TASK TO COMPLETE: Reproduce the listing exactly, with no pictures in your copy.

RECORDS SUPPLIED:

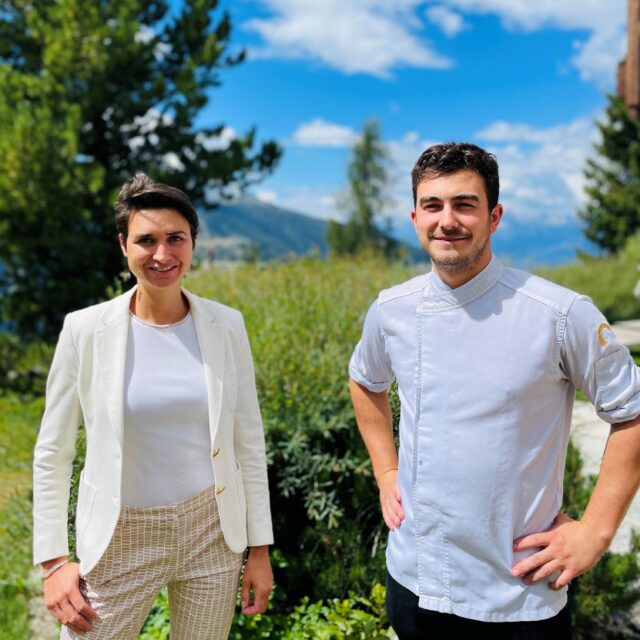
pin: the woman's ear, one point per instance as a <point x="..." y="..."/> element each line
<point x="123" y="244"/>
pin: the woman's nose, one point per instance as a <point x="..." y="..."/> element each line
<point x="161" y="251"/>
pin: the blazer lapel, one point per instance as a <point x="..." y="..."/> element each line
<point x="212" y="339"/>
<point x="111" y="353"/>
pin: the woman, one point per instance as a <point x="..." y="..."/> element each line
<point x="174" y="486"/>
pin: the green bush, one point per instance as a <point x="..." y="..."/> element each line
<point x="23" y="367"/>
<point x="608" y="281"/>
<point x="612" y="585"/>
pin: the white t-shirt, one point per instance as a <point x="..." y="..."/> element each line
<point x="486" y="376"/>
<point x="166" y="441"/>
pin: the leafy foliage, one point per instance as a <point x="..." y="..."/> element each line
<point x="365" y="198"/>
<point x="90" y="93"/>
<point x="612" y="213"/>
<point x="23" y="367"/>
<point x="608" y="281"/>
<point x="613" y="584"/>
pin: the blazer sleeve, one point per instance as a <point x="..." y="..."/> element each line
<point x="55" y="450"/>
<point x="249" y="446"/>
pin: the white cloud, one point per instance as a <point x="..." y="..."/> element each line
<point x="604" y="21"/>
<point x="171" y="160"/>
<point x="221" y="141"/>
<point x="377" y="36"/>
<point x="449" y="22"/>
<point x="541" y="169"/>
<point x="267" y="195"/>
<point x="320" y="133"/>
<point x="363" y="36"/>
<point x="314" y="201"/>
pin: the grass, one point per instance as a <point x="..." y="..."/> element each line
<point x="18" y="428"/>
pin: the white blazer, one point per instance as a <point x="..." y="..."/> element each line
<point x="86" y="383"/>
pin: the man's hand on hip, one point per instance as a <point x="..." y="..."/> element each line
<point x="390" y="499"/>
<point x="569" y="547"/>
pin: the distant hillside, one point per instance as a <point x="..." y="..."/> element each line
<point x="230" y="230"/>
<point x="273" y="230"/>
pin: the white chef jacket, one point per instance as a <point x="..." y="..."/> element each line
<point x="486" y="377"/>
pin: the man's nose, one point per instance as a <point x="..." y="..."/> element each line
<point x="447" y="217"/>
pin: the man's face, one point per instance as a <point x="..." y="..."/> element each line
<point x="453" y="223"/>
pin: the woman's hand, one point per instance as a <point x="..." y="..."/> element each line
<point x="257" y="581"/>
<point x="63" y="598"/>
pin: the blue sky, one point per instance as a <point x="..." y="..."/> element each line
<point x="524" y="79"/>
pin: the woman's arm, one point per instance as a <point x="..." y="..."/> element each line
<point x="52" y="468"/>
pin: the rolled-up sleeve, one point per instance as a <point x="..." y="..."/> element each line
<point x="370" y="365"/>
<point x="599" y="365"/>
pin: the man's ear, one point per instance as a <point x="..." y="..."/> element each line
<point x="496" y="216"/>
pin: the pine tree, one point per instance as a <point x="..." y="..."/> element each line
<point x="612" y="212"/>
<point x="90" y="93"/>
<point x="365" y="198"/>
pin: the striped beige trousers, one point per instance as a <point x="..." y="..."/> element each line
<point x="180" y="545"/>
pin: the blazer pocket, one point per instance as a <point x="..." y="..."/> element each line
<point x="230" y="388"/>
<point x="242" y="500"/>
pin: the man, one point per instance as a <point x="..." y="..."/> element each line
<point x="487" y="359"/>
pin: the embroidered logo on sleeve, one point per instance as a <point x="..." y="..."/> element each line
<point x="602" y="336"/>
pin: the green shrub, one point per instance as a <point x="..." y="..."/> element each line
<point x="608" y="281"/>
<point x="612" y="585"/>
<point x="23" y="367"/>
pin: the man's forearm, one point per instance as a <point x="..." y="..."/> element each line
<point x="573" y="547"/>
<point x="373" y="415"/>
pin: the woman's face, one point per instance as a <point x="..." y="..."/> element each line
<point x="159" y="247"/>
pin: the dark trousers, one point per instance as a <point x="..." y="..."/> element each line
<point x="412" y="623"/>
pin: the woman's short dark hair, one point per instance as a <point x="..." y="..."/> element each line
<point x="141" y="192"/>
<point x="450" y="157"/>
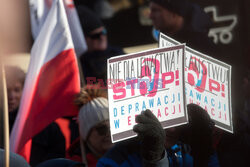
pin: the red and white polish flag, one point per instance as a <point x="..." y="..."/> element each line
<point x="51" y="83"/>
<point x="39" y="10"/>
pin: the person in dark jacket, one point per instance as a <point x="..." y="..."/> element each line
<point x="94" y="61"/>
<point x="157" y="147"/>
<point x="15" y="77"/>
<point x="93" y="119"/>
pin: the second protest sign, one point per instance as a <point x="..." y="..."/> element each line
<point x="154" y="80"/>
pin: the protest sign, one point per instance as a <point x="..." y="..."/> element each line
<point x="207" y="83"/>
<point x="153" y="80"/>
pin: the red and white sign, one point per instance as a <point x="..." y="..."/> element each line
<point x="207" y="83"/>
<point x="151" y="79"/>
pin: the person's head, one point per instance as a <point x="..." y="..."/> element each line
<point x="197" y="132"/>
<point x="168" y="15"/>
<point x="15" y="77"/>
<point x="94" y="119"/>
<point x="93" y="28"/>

ANSWER TO THIS TASK:
pin: the woman's ear, one point per instance as a <point x="..." y="..."/> element each line
<point x="123" y="244"/>
pin: the woman's nose, one point per instance as a <point x="..." y="..."/> element each line
<point x="161" y="251"/>
pin: the blazer lapel, one point per instance as a <point x="..." y="..."/> element each line
<point x="212" y="339"/>
<point x="111" y="353"/>
pin: the woman, one point per instance as a <point x="..." y="..."/> element each line
<point x="174" y="486"/>
pin: the green bush, one point per instance as a <point x="..." y="..."/> element each line
<point x="23" y="367"/>
<point x="608" y="281"/>
<point x="612" y="585"/>
pin: the white t-shirt, one point per instance as a <point x="..." y="..."/> element each line
<point x="486" y="376"/>
<point x="166" y="441"/>
pin: the leafy foliage, one point per instance as a <point x="..." y="..."/> element each line
<point x="365" y="198"/>
<point x="90" y="93"/>
<point x="612" y="213"/>
<point x="23" y="367"/>
<point x="608" y="281"/>
<point x="613" y="584"/>
pin: the blazer sleeve, one point per instance as a <point x="..." y="..."/> element each line
<point x="55" y="450"/>
<point x="249" y="446"/>
pin: the white cloud, one point per instance as a <point x="..." y="..."/> element each line
<point x="604" y="21"/>
<point x="171" y="160"/>
<point x="221" y="141"/>
<point x="377" y="36"/>
<point x="449" y="22"/>
<point x="541" y="169"/>
<point x="267" y="195"/>
<point x="320" y="133"/>
<point x="363" y="36"/>
<point x="314" y="201"/>
pin: the grass, one point per instance as a <point x="..." y="..."/> element each line
<point x="18" y="428"/>
pin: the white blazer, one point per instance as a <point x="..." y="..."/> element each line
<point x="86" y="383"/>
pin: the man's hand on hip, one point per instance as a <point x="..." y="..."/> element each line
<point x="390" y="499"/>
<point x="569" y="547"/>
pin: the distant hillside, one point per instance as a <point x="..." y="..."/> element each line
<point x="230" y="230"/>
<point x="273" y="230"/>
pin: the white chef jacket, one point per instance as a <point x="..." y="..."/> element each line
<point x="486" y="377"/>
pin: the man's nose, one point per instance as a <point x="..." y="..."/> element each line
<point x="447" y="217"/>
pin: the man's face, one point per instance as a <point x="..." y="..."/> element each line
<point x="453" y="223"/>
pin: the woman's hand, one point per instance as a <point x="..." y="..."/> element each line
<point x="257" y="581"/>
<point x="63" y="598"/>
pin: the blue sky, one point per instance as a <point x="..." y="..."/> element each line
<point x="524" y="79"/>
pin: the woman's arm, one point per instance as a <point x="..." y="..."/> element each line
<point x="52" y="468"/>
pin: the rolled-up sleeve, one point per instance as a <point x="..." y="..."/> element each line
<point x="370" y="365"/>
<point x="599" y="365"/>
pin: the man's ear, one point per instance as a <point x="..." y="..."/> element each line
<point x="496" y="216"/>
pin: the pine tree, one point per instance as a <point x="..." y="..."/> element each line
<point x="612" y="212"/>
<point x="90" y="93"/>
<point x="365" y="198"/>
pin: the striped beige trousers, one point per instance as a <point x="..." y="..."/> element each line
<point x="180" y="545"/>
pin: the blazer pocket, one point per instance as a <point x="..." y="..."/> element each line
<point x="230" y="388"/>
<point x="242" y="500"/>
pin: the man, one point per instance as a <point x="..." y="..."/> element each line
<point x="487" y="359"/>
pin: the embroidered logo on sleeve, one point per instance as a <point x="..." y="..."/> element each line
<point x="602" y="336"/>
pin: the green shrub, one point per instance as a <point x="..." y="..."/> element each line
<point x="608" y="281"/>
<point x="612" y="585"/>
<point x="23" y="367"/>
pin: the man's forearm, one point per instance as a <point x="..." y="..."/> element each line
<point x="573" y="547"/>
<point x="373" y="415"/>
pin: the woman's face, one point per instance as a <point x="..." y="..."/> element each line
<point x="159" y="247"/>
pin: the dark trousers, one point per instance as a <point x="..." y="..."/> element each line
<point x="412" y="623"/>
pin: the woman's short dark hair, one point per instance as a <point x="..." y="..."/> element each line
<point x="141" y="192"/>
<point x="450" y="157"/>
pin: the red and white polish flag, one point per instance as a <point x="..." y="..."/> element each line
<point x="51" y="83"/>
<point x="39" y="10"/>
pin: the person in dark jacket, one point per instance as a <point x="..." y="..."/> element each line
<point x="94" y="61"/>
<point x="157" y="147"/>
<point x="15" y="77"/>
<point x="93" y="119"/>
pin: the second protest sign, one point per instance as a <point x="..." y="..."/> element each line
<point x="154" y="80"/>
pin: the protest sign, one point per instance as a <point x="..." y="..."/> element each line
<point x="207" y="83"/>
<point x="153" y="80"/>
pin: the red and white sign, one point per instance as a <point x="..." y="..."/> element each line
<point x="207" y="83"/>
<point x="151" y="79"/>
pin: the person's head, one point per instance as a <point x="..." y="..."/> element each line
<point x="197" y="132"/>
<point x="168" y="15"/>
<point x="15" y="77"/>
<point x="94" y="119"/>
<point x="93" y="28"/>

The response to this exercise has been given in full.